- THE RECORDS:
○ ○ ○

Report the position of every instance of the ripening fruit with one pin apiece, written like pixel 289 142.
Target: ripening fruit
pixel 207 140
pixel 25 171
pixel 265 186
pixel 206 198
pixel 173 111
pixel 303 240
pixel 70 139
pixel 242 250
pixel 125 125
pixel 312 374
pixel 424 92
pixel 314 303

○ ○ ○

- WORK INSTRUCTIONS: The records above should be printed in full, exactly as they appear.

- SOLUTION TO THIS TASK:
Report the position of every instance of the ripening fruit with one pin apiece, written like pixel 289 142.
Target: ripening fruit
pixel 207 140
pixel 25 171
pixel 265 186
pixel 206 198
pixel 173 111
pixel 303 240
pixel 70 139
pixel 242 250
pixel 125 125
pixel 312 374
pixel 424 92
pixel 314 303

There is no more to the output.